Your task is to copy the listing exactly, with the pictures left out.

---- Supplied material

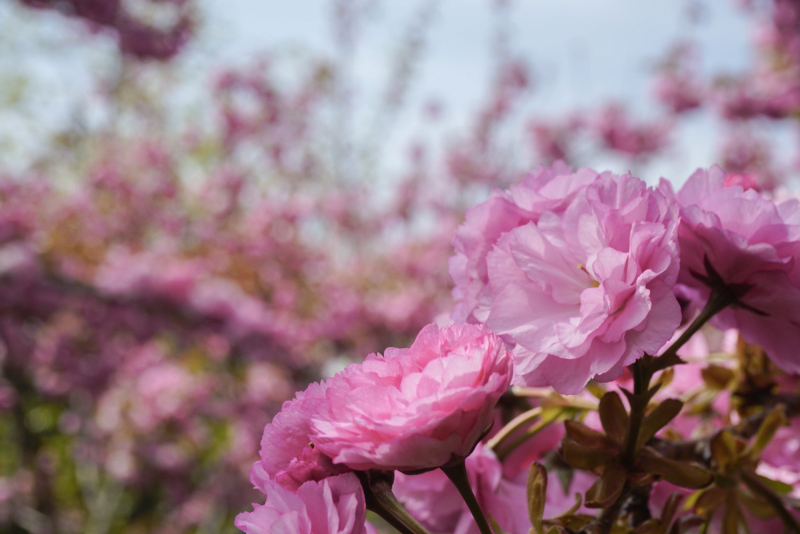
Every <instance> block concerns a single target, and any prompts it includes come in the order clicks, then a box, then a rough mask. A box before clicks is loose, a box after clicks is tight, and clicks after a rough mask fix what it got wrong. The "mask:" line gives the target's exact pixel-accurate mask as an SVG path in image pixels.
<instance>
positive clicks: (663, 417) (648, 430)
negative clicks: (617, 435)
mask: <svg viewBox="0 0 800 534" xmlns="http://www.w3.org/2000/svg"><path fill="white" fill-rule="evenodd" d="M682 408H683V402H681V401H679V400H678V399H666V400H665V401H664V402H662V403H661V404H659V405H658V406H656V407H655V408H654V409H653V411H652V412H650V413H649V414H647V416H646V417H645V418H644V421H642V428H641V430H640V431H639V439H638V440H637V442H636V449H637V450H639V449H641V448H642V447H644V445H645V444H646V443H647V442H648V441H650V439H651V438H652V437H653V436H655V435H656V432H658V431H659V430H661V429H662V428H664V427H665V426H667V424H669V422H670V421H672V420H673V419H675V417H676V416H677V415H678V414H679V413H680V412H681V409H682Z"/></svg>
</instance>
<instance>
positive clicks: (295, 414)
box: [250, 382, 349, 490]
mask: <svg viewBox="0 0 800 534" xmlns="http://www.w3.org/2000/svg"><path fill="white" fill-rule="evenodd" d="M327 388H328V385H327V383H326V382H322V383H316V382H315V383H312V384H311V385H309V386H308V388H307V389H306V390H305V391H301V392H298V393H297V395H296V396H295V398H294V399H293V400H290V401H286V402H284V403H283V408H282V409H281V411H280V413H278V414H277V415H276V416H275V417H274V418H273V419H272V422H271V423H269V424H268V425H267V426H266V427H264V435H263V437H262V438H261V451H260V455H261V461H260V462H256V465H254V466H253V469H252V470H251V474H250V476H251V479H252V478H253V477H254V476H256V474H255V473H256V472H261V470H263V472H264V473H266V475H267V476H268V477H270V478H271V479H273V480H274V481H275V482H276V483H278V484H281V485H282V486H284V487H286V488H288V489H290V490H296V489H297V488H298V487H299V486H300V485H301V484H303V483H304V482H306V481H308V480H316V481H318V480H322V479H324V478H326V477H330V476H333V475H336V474H340V473H344V472H347V471H349V469H347V468H346V467H345V466H343V465H334V464H333V462H332V461H331V459H330V458H329V457H328V456H326V455H325V454H323V453H322V452H321V451H320V450H319V449H318V448H317V447H315V446H314V443H312V440H311V438H310V437H309V435H310V433H311V416H312V415H314V414H315V413H316V412H317V411H318V410H320V409H321V406H322V405H323V404H324V403H325V402H326V400H325V393H326V390H327Z"/></svg>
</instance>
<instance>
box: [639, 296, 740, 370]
mask: <svg viewBox="0 0 800 534" xmlns="http://www.w3.org/2000/svg"><path fill="white" fill-rule="evenodd" d="M735 301H736V297H734V296H733V295H732V294H731V292H730V291H717V290H714V291H712V292H711V295H709V297H708V302H706V305H705V306H703V309H702V310H701V311H700V314H699V315H698V316H697V317H695V318H694V321H692V323H691V324H690V325H689V327H688V328H687V329H686V330H684V332H683V334H681V336H680V337H679V338H678V339H676V340H675V343H673V344H672V345H670V347H669V348H668V349H667V350H666V351H664V353H663V354H662V355H661V356H659V357H657V358H655V359H654V360H653V361H652V363H651V365H650V369H651V371H652V372H654V373H655V372H656V371H661V370H662V369H666V368H667V367H672V366H673V365H679V364H681V363H685V362H684V361H683V360H682V359H681V358H680V357H679V356H678V350H679V349H680V348H681V347H682V346H684V345H685V344H686V342H687V341H689V340H690V339H691V337H692V336H693V335H695V334H696V333H697V331H698V330H700V329H701V328H702V327H703V325H705V324H706V323H707V322H708V320H709V319H711V318H712V317H714V316H715V315H716V314H718V313H719V312H721V311H722V310H724V309H725V308H727V307H728V306H730V305H731V304H733V303H734V302H735Z"/></svg>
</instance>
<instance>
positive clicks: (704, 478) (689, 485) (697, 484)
mask: <svg viewBox="0 0 800 534" xmlns="http://www.w3.org/2000/svg"><path fill="white" fill-rule="evenodd" d="M637 465H638V466H639V468H640V469H642V470H643V471H647V472H648V473H655V474H657V475H660V476H661V477H662V478H664V479H665V480H667V481H668V482H672V483H673V484H675V485H676V486H681V487H682V488H690V489H699V488H702V487H705V486H708V485H709V484H711V482H712V481H713V480H714V475H712V474H711V472H710V471H708V470H707V469H706V468H704V467H701V466H700V465H699V464H696V463H693V462H679V461H677V460H672V459H670V458H665V457H663V456H661V455H660V454H658V453H657V452H655V451H654V450H652V449H650V448H648V447H645V448H644V449H642V454H641V455H640V456H639V460H638V461H637Z"/></svg>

--------

* **Solution for this task**:
Every <instance> block concerns a single target, and any prompts it includes come in the order clicks, then a box, then a rough mask. A box before clicks is loose, a box after clicks is tight, and clicks after a rough mask fix what it got wrong. The "mask:" line gives the target's exact pixel-accurate mask as an SVG path in image pixels.
<instance>
positive clicks: (663, 417) (648, 430)
negative clicks: (617, 435)
mask: <svg viewBox="0 0 800 534" xmlns="http://www.w3.org/2000/svg"><path fill="white" fill-rule="evenodd" d="M682 408H683V402H681V401H679V400H678V399H666V400H665V401H664V402H662V403H661V404H659V405H658V406H656V407H655V408H654V409H653V411H652V412H650V413H649V414H647V416H646V417H645V418H644V421H642V428H641V430H640V431H639V439H638V440H637V442H636V449H637V450H639V449H641V448H642V447H644V445H645V444H646V443H647V442H648V441H650V439H651V438H652V437H653V436H655V435H656V432H658V431H659V430H661V429H662V428H664V427H665V426H667V424H669V422H670V421H672V420H673V419H675V417H676V416H677V415H678V414H679V413H680V412H681V409H682Z"/></svg>
</instance>
<instance>
positive clicks: (295, 414)
box: [250, 382, 349, 490]
mask: <svg viewBox="0 0 800 534" xmlns="http://www.w3.org/2000/svg"><path fill="white" fill-rule="evenodd" d="M327 388H328V385H327V383H326V382H322V383H316V382H315V383H312V384H311V385H309V386H308V388H307V389H306V390H305V391H301V392H298V393H297V395H296V396H295V398H294V399H293V400H290V401H286V402H284V403H283V408H282V409H281V411H280V413H278V414H277V415H276V416H275V417H274V418H273V419H272V422H271V423H269V424H268V425H267V426H266V427H264V435H263V437H262V438H261V451H260V455H261V461H260V462H256V465H254V466H253V469H252V470H251V474H250V476H251V479H252V478H253V477H254V476H256V474H255V473H256V472H261V470H263V472H264V473H266V475H267V476H268V477H270V478H271V479H273V480H274V481H275V482H276V483H278V484H281V485H282V486H284V487H286V488H288V489H290V490H296V489H297V488H298V487H299V486H300V485H301V484H303V483H304V482H306V481H308V480H316V481H318V480H322V479H324V478H326V477H330V476H333V475H336V474H340V473H344V472H347V471H349V469H347V468H346V467H345V466H343V465H334V464H333V462H332V461H331V459H330V458H329V457H328V456H326V455H325V454H323V453H322V452H321V451H320V450H319V449H318V448H317V447H315V446H314V443H312V440H311V438H310V437H309V435H310V433H311V416H312V415H314V414H315V413H316V412H317V411H318V410H320V409H321V406H322V405H323V404H324V403H325V402H326V400H325V393H326V390H327Z"/></svg>
</instance>
<instance>
box: [639, 296, 740, 370]
mask: <svg viewBox="0 0 800 534" xmlns="http://www.w3.org/2000/svg"><path fill="white" fill-rule="evenodd" d="M735 301H736V297H734V296H733V295H732V294H731V292H730V291H717V290H714V291H712V292H711V295H709V297H708V302H706V305H705V306H703V309H702V310H701V311H700V314H699V315H698V316H697V317H695V318H694V321H692V323H691V324H690V325H689V327H688V328H687V329H686V330H684V332H683V334H681V336H680V337H679V338H678V339H676V340H675V343H673V344H672V345H670V347H669V348H668V349H667V350H666V351H664V353H663V354H662V355H661V356H659V357H657V358H655V359H654V360H653V361H652V363H651V365H650V369H651V371H652V372H654V373H655V372H656V371H661V370H662V369H666V368H667V367H672V366H673V365H679V364H681V363H685V362H684V361H683V360H682V359H681V358H680V357H679V356H678V350H679V349H680V348H681V347H682V346H684V345H685V344H686V342H687V341H689V340H690V339H691V337H692V336H693V335H695V334H696V333H697V331H698V330H700V329H701V328H702V327H703V325H705V324H706V323H707V322H708V320H709V319H711V318H712V317H714V316H715V315H716V314H718V313H719V312H721V311H722V310H724V309H725V308H727V307H728V306H730V305H731V304H733V303H734V302H735Z"/></svg>
</instance>
<instance>
positive clicks: (704, 478) (689, 485) (697, 484)
mask: <svg viewBox="0 0 800 534" xmlns="http://www.w3.org/2000/svg"><path fill="white" fill-rule="evenodd" d="M637 465H638V466H639V468H640V469H642V470H643V471H647V472H648V473H655V474H657V475H660V476H661V477H662V478H664V479H665V480H667V481H668V482H672V483H673V484H675V485H676V486H681V487H682V488H690V489H699V488H702V487H705V486H708V485H709V484H711V482H712V481H713V480H714V475H712V474H711V472H710V471H708V470H707V469H706V468H704V467H701V466H700V465H699V464H696V463H693V462H679V461H677V460H672V459H670V458H665V457H663V456H661V455H660V454H658V453H657V452H655V451H654V450H652V449H650V448H648V447H645V448H644V449H642V454H641V455H640V456H639V460H638V461H637Z"/></svg>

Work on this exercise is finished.